*** Supplied information Section Begins ***

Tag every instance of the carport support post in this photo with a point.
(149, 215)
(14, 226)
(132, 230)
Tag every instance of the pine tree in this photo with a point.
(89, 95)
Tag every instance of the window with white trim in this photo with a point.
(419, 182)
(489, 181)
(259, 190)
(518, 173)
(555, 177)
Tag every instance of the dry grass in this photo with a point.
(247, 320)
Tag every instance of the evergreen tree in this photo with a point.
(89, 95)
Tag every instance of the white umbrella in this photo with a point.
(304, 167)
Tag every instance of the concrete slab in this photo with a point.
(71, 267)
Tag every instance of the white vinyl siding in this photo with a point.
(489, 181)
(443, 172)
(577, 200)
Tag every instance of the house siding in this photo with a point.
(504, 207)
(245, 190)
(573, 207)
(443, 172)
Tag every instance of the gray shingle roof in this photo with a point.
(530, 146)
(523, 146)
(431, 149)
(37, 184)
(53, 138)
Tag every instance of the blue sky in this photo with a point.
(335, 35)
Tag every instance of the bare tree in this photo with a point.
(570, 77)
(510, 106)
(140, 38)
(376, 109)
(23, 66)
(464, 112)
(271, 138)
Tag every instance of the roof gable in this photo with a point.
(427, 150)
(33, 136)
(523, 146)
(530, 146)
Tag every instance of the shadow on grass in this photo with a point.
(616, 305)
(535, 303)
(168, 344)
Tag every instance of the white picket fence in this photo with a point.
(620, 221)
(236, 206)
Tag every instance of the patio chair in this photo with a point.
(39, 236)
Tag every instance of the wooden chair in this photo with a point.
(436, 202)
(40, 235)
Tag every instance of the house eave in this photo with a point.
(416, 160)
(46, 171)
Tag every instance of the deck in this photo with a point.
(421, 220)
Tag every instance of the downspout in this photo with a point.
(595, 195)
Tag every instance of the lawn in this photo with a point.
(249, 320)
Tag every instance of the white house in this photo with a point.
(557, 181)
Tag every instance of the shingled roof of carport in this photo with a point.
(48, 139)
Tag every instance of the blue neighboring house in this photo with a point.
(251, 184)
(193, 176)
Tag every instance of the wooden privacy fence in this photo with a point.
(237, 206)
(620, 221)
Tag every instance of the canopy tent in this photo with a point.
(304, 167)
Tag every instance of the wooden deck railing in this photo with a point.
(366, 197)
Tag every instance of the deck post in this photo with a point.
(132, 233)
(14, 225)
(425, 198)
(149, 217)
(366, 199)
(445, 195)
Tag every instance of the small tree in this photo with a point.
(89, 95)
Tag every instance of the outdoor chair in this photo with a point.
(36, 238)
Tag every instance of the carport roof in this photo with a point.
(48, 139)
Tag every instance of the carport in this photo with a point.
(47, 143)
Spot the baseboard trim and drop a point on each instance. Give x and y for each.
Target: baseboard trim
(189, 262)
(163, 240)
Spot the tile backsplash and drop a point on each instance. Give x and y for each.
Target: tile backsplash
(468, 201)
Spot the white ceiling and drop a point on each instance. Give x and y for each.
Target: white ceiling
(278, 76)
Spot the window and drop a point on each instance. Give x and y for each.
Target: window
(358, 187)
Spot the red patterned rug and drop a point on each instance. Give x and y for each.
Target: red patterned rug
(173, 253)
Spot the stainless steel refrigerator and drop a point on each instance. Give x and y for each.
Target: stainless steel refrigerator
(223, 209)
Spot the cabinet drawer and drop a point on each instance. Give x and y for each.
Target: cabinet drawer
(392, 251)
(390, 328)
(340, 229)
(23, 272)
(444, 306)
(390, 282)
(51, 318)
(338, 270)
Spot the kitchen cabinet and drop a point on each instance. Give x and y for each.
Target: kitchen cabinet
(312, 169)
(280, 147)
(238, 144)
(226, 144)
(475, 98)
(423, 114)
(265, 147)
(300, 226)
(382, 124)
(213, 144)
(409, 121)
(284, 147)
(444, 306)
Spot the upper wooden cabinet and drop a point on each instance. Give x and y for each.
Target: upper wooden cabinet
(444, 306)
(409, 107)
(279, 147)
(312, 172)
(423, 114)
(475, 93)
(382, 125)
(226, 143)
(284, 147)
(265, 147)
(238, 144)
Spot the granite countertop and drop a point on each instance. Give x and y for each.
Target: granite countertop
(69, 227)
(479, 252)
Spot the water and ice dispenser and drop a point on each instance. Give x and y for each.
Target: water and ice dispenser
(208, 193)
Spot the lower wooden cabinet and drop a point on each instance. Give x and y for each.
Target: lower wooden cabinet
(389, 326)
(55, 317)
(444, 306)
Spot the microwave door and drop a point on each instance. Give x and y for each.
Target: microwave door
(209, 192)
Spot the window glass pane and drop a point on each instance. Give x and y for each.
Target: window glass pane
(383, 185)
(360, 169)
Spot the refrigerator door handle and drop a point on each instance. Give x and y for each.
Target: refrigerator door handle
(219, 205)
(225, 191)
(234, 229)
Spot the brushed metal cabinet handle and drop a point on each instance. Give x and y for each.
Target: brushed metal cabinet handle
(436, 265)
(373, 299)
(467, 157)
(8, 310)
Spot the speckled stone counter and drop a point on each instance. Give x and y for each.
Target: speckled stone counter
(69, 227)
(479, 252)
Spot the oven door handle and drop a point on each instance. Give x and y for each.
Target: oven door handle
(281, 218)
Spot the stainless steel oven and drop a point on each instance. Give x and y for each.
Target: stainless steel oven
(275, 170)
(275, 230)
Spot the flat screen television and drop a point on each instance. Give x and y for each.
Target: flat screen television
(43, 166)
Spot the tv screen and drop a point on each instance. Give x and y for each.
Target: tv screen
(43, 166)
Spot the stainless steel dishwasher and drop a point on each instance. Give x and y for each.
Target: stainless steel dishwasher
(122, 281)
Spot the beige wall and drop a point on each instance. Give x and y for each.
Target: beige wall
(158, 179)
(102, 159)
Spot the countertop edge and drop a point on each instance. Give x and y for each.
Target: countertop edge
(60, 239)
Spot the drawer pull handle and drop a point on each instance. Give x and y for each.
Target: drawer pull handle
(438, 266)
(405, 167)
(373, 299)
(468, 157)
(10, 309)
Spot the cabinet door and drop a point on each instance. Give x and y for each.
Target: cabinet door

*** Supplied information Section Ends ***

Task
Restate every record word for word.

Response
Tag every instance of the carport support post in this photo with a point.
(149, 215)
(14, 226)
(132, 230)
Tag every instance of the pine tree in this photo with a point.
(89, 95)
Tag every instance of the window with white trim in this photo with a point.
(419, 182)
(489, 181)
(259, 190)
(518, 173)
(555, 177)
Tag every instance of the dry grass in this photo with a point.
(247, 320)
Tag every instance of the evergreen tree in this photo with a point.
(89, 95)
Tag every instance of the white umbrella in this photo with a point.
(304, 167)
Tag every instance of the concrete slab in this photo with a point.
(71, 267)
Tag every instance of the white vinyl siding in this photo with a point.
(489, 181)
(443, 172)
(577, 200)
Tag every instance of the house siding in this photo with a point.
(504, 207)
(245, 190)
(573, 207)
(443, 172)
Tag every instance of the gray shingle roof in this photo with a point.
(530, 146)
(523, 146)
(431, 149)
(37, 184)
(53, 138)
Tag every instance of the blue sky in this photo with a point.
(335, 35)
Tag every instance of the bare tree in this photo with a point.
(570, 77)
(510, 106)
(140, 38)
(376, 109)
(23, 66)
(464, 112)
(271, 138)
Tag every instance of the roof gable in this photo with a point.
(427, 150)
(33, 136)
(523, 146)
(530, 146)
Tag every instance of the shadow on grass in this photo with a point.
(616, 305)
(535, 303)
(168, 344)
Tag every instance of the white picket fence in this photo with a point.
(620, 221)
(236, 206)
Tag every instance of the patio chair in this photo with a point.
(39, 236)
Tag every instance of the wooden chair in this photo with a point.
(436, 202)
(40, 235)
Tag every instance of the house eave in this photo with a point.
(416, 160)
(46, 171)
Tag every instance of the deck in this photo with a point.
(421, 220)
Tag every instance of the downspout in this photo with a point.
(595, 195)
Tag every instance of the lawn in this photo with a point.
(249, 320)
Tag every instance of the white house in this photo with a point.
(557, 181)
Tag every instance of the shingled roof of carport in this photo with a point.
(48, 139)
Tag every instance of the blue neighboring house in this photo with a point.
(251, 184)
(193, 176)
Tag every instance of the wooden privacy fence in this photo with a point.
(237, 206)
(620, 221)
Tag every instance of the canopy tent in this photo with a point.
(304, 167)
Tag every instance of the wooden deck railing in this photo with a point.
(366, 197)
Tag every instance of the deck post in this photo with a point.
(132, 233)
(14, 225)
(425, 198)
(149, 217)
(366, 199)
(445, 195)
Tag every instance of the small tree in this photo with a point.
(89, 95)
Tag every instance of the outdoor chair in this photo with a point.
(36, 238)
Tag every instance of the carport roof in this photo with a point.
(48, 139)
Tag every instance of the carport in this photo with a point.
(47, 143)
Spot the baseboard trim and drop a point on each instance. Give x and y for each.
Target: baseboard trim
(189, 262)
(163, 240)
Spot the tile backsplash and drop a point on each instance. Give x and y for each.
Target: tile backsplash
(468, 201)
Spot the white ceiling and drop a point on each instance. Give x and y for each.
Target: white ceiling
(278, 76)
Spot the window and drop a point on each instance. Give x and y for each.
Target: window
(358, 187)
Spot the red patterned rug and drop a point on each instance. Give x and y for each.
Target: red patterned rug
(173, 253)
Spot the stainless steel refrigerator and drop a point on each instance. Give x and y for each.
Target: stainless steel refrigerator
(223, 209)
Spot the cabinet drawer and drop a point on each instance. Give x and y for each.
Target: cabinet drawer
(392, 251)
(390, 328)
(340, 229)
(23, 272)
(444, 306)
(390, 282)
(51, 318)
(338, 270)
Spot the kitchen cabinet and drop a point on each instance. Give x and y for each.
Target: kitchen cabinet
(312, 169)
(280, 147)
(238, 144)
(226, 144)
(475, 98)
(423, 114)
(265, 147)
(300, 226)
(382, 124)
(213, 144)
(409, 121)
(284, 147)
(444, 306)
Spot the upper wooden cabinet and drop a point on each instance. Give x and y for each.
Target: upper wooden cabinet
(444, 306)
(409, 107)
(279, 147)
(312, 172)
(423, 114)
(475, 93)
(382, 125)
(226, 143)
(284, 147)
(265, 147)
(238, 144)
Spot the granite countertop and drop a point on each instance. Give x and y for each.
Target: granite countertop
(69, 227)
(479, 252)
Spot the water and ice dispenser and drop a point on each instance. Give x and y for each.
Target: water and ice dispenser
(208, 193)
Spot the lower wooden cabinet and drop a point on each instance. Give x and y for each.
Target: lower wooden cabinet
(389, 326)
(55, 317)
(444, 306)
Spot the microwave door and drop a point on each instance. Give x and y for each.
Target: microwave door
(209, 192)
Spot the window glass pane and drop a point on each instance. Give x and y for each.
Target: window glass pane
(383, 185)
(360, 169)
Spot the refrigerator door handle and drop a point on each instance. Give x and y for each.
Target: refrigerator door handle
(219, 205)
(225, 191)
(234, 229)
Spot the brushed metal cabinet handle and drop a point on each instance. Give x and y for each.
Target: brushed metal cabinet handle
(436, 265)
(373, 299)
(467, 157)
(8, 310)
Spot the speckled stone counter and drop a point on each instance. Give x and y for each.
Target: speckled stone counter
(69, 227)
(479, 252)
Spot the oven door handle and drop a point on each instance. Give x and y for each.
Target: oven door handle
(281, 218)
Spot the stainless steel oven and drop a point on each instance. Give x and y for each.
Target: stainless steel oven
(275, 170)
(275, 230)
Spot the flat screen television and drop a point on each instance. Give x and y for each.
Target: flat screen television
(43, 166)
Spot the tv screen and drop a point on each instance. Give x and y for each.
Target: tv screen
(43, 166)
Spot the stainless steel dishwasher and drop a point on each instance. Give x and y for each.
Target: stainless steel dishwasher
(122, 281)
Spot the beige wall and drop a point on each instance. Give x and y for each.
Target: beige wall
(158, 179)
(102, 159)
Spot the countertop edge and drop a point on each instance. Give x and y for each.
Target: countertop edge
(60, 239)
Spot the drawer pull handle and drop a point on each instance. Give x and y for each.
Target: drawer pull handle
(438, 266)
(405, 167)
(373, 299)
(468, 157)
(10, 309)
Spot the cabinet door and drop a point on each instance. Give x and y for each.
Target: cabinet door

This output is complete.